▸ **TEXTE FOURNI**

Les jeunes, vigie du climat congolais
Dans un bureau lumineux de Brazzaville, Arlette Soudan-Nonault a reçu Mariavittoria Ballotta pour discuter d’un point précis : comment faire de la jeunesse congolaise la sentinelle active des forêts et du climat national. La rencontre, inédite, marque un nouveau chapitre de coopération.
Pour la représentante de l’Unicef, il ne suffit plus d’enseigner les enjeux environnementaux. « Les jeunes doivent s’asseoir à la table des négociations », résume-t-elle, rappelant l’impact direct des inondations sur la scolarité et la santé des enfants du pays.
La ministre a salué « un partenariat gagnant-gagnant ». Elle rappelle que le Congo, hôte de 10 % du massif forestier mondial, mise sur une diplomatie verte reconnue. « Impliquer nos jeunes, c’est sécuriser l’avenir de ce capital naturel », insiste-t-elle.
Changement climatique et vulnérabilité des enfants
Les crues de l’Oubangui, devenues plus fréquentes, forcent chaque année des centaines de familles à quitter leur maison. Les classes improvisées sous tentes illustrent la fragilité du système éducatif face aux aléas climatiques qui menacent aussi les points d’eau potable.
Selon une analyse conjointe ministère-Unicef publiée en 2022, plus d’un enfant sur trois vit dans une zone à risque d’inondation. Cette réalité confère légitimité à la demande d’entendre leur voix dans les forums internationaux sur le climat.
« Quand les rivières débordent, notre école ferme et nos livres sont perdus », témoigne Grâce, 14 ans, élève de Mossaka. Son récit, relayé par une ONG locale, illustre la nécessité d’un plaidoyer porté par ceux qui subissent déjà les effets du réchauffement.
Des données locales pour des actions ciblées
À Brazzaville, une cellule mixte statistique se met en place. Objectif : croiser données climatiques, cartes de vulnérabilité et indicateurs sociaux pour déterminer où construire des écoles sur pilotis ou renforcer les digues. L’Unicef fournit logiciels et formation aux techniciens nationaux.
Cette cartographie dynamique doit alimenter le nouveau Plan national de développement 2025-2029. « Sans chiffres précis, pas de priorités claires », rappelle un haut cadre du ministère de l’Économie, soulignant que la budgétisation sensible au climat gagne du terrain.
Les partenaires envisagent aussi d’intégrer ces données dans le portail open-data national afin que chercheurs, start-ups et collectivités puissent développer des applications d’alerte ou de suivi communautaire des crues.

▸ **À FAIRE**
1. Dans l'article sur les jeunes et le climat au Congo, recopiez le passage qui commence par « Des données locales » et va jusqu'à « aux techniciens nationaux. », en remplaçant « écoles sur pilotis » par « abris surélevés ».
2. Traduisez en anglais cette phrase de l'article : « L’Unicef fournit logiciels et formation aux techniciens nationaux. »
Le matériel qui suit n'a aucun rapport avec l'article.

▸ **DONNÉES RECUEILLIES**
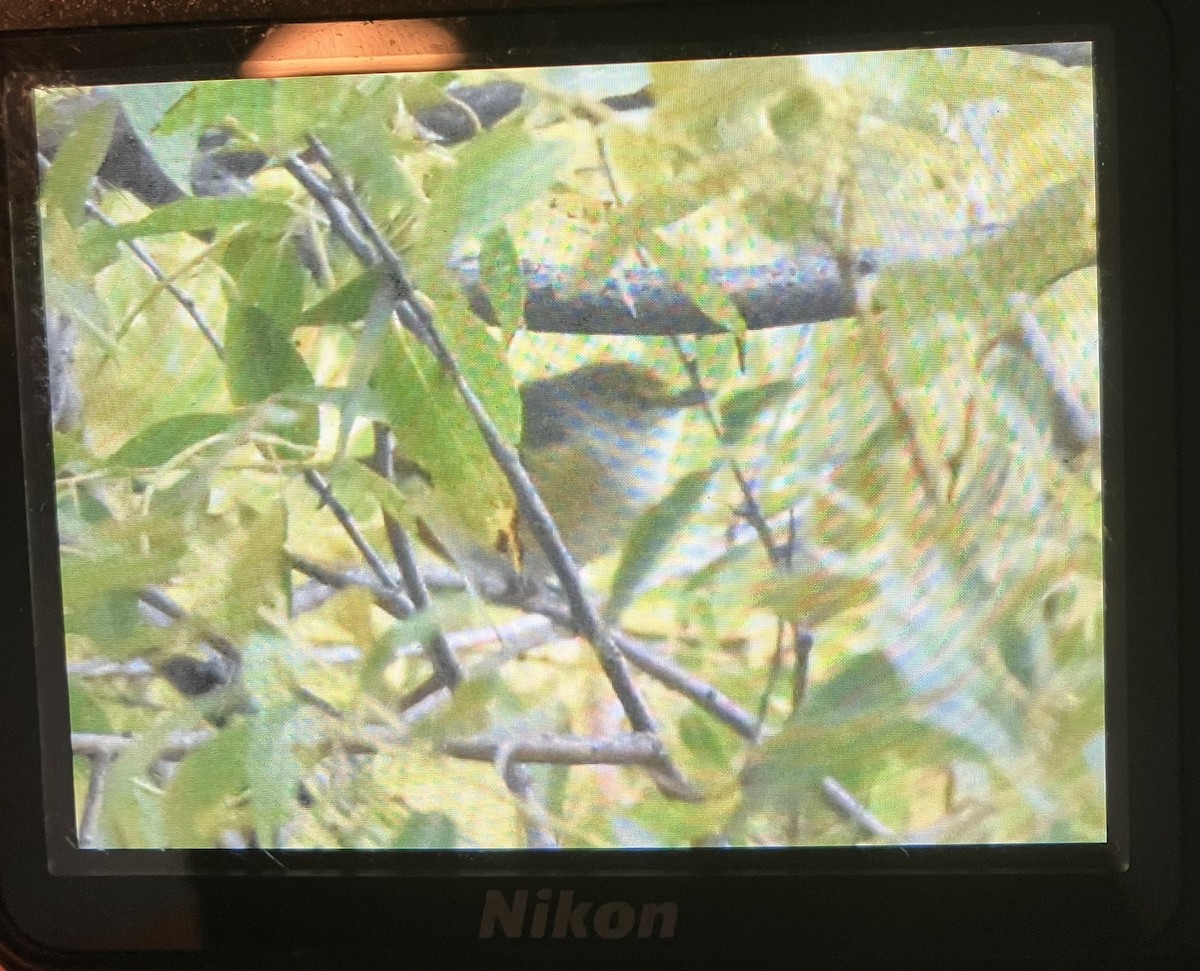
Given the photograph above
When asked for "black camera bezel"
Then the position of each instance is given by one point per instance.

▸ **LES RÉPONSES**
1.
Des données locales pour des actions ciblées
À Brazzaville, une cellule mixte statistique se met en place. Objectif : croiser données climatiques, cartes de vulnérabilité et indicateurs sociaux pour déterminer où construire des abris surélevés ou renforcer les digues. L’Unicef fournit logiciels et formation aux techniciens nationaux.

2. UNICEF provides software and training to national technicians.